■ **WORK TO COMPLETE**
Give the records below again, exactly as they appear.

■ **AVAILABLE DATA**
>>>
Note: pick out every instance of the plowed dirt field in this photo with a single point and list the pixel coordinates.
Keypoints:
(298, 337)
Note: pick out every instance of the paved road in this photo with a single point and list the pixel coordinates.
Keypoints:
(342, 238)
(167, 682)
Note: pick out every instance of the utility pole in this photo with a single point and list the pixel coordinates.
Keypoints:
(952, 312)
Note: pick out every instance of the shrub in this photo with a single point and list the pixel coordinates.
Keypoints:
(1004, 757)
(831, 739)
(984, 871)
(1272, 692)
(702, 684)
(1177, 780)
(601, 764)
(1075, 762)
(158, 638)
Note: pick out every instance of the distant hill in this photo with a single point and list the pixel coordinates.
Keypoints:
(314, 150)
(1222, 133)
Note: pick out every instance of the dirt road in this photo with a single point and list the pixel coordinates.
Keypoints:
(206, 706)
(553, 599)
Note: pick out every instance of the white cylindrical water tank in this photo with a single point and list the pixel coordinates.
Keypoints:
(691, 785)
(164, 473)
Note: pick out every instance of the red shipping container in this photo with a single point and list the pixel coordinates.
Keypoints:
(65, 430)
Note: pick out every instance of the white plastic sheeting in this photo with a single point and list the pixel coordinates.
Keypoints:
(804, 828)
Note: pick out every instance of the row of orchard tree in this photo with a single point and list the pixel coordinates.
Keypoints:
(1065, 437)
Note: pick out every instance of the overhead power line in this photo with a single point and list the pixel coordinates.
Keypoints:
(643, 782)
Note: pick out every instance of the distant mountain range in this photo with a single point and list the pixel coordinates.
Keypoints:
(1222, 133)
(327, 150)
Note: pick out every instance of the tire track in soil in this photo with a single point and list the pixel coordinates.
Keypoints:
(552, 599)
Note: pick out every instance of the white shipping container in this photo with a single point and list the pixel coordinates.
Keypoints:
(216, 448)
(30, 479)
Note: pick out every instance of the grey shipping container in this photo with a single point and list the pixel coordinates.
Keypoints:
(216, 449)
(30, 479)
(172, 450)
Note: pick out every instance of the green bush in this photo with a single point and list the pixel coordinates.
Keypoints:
<<<
■ **RESULT OF THIS EXERCISE**
Note: pick out every instance of the plowed dirt field in this photo with a single point and list the pixel coordinates.
Keypoints:
(298, 337)
Note: pick out every instance of the paved road in this photo with a single point and list the pixel coordinates.
Keypoints:
(342, 238)
(167, 682)
Note: pick out every instance of the utility pole in this photo with a single point and list the pixel coordinates.
Keypoints:
(952, 312)
Note: pick out every instance of the shrub in this photo with a single point and list the pixel coordinates.
Keypoints:
(1004, 757)
(831, 739)
(984, 871)
(1272, 692)
(702, 684)
(1177, 780)
(601, 764)
(1075, 762)
(158, 638)
Note: pick out every instance of the distant hill in this photo with a single point and list the pixel coordinates.
Keypoints:
(314, 150)
(1222, 133)
Note: pick out every instance of the dirt road in this photo with a single point and list the pixel coordinates.
Keypoints:
(206, 706)
(553, 599)
Note: pick out every instance of the white cylindrical water tank in this photo with a single point and list the pixel coordinates.
Keypoints:
(691, 785)
(164, 473)
Note: pick out every instance of the red shipping container in this photo with a single point and list the pixel coordinates.
Keypoints:
(65, 430)
Note: pick out every instance of the white plastic sheeting in this photo with a single point and list the pixel coordinates.
Keypoints:
(804, 828)
Note: pick out every instance of the row of orchard tree in this photo with a single point and list the pixel coordinates.
Keypoints:
(1065, 437)
Note: pick out every instance of the overhead power line in this photo with a single point and list the pixel coordinates.
Keypoints:
(643, 782)
Note: pick out every instance of the distant mountain range in this photo with a single point and list the pixel coordinates.
Keypoints:
(1222, 133)
(327, 150)
Note: pick out every instance of the tire track in soil in this photo with a single point and list the pixel coordinates.
Keypoints:
(552, 599)
Note: pick out every instance of the white shipping container in this photo with a single point and list the pixel coordinates.
Keypoints:
(216, 448)
(30, 479)
Note: pick out every instance of the grey shipping container in this photo with a single point and list the pixel coordinates.
Keypoints:
(216, 449)
(30, 479)
(172, 450)
Note: pick out every instance of the green bush in this photo with a single point and list the pixel coordinates.
Keypoints:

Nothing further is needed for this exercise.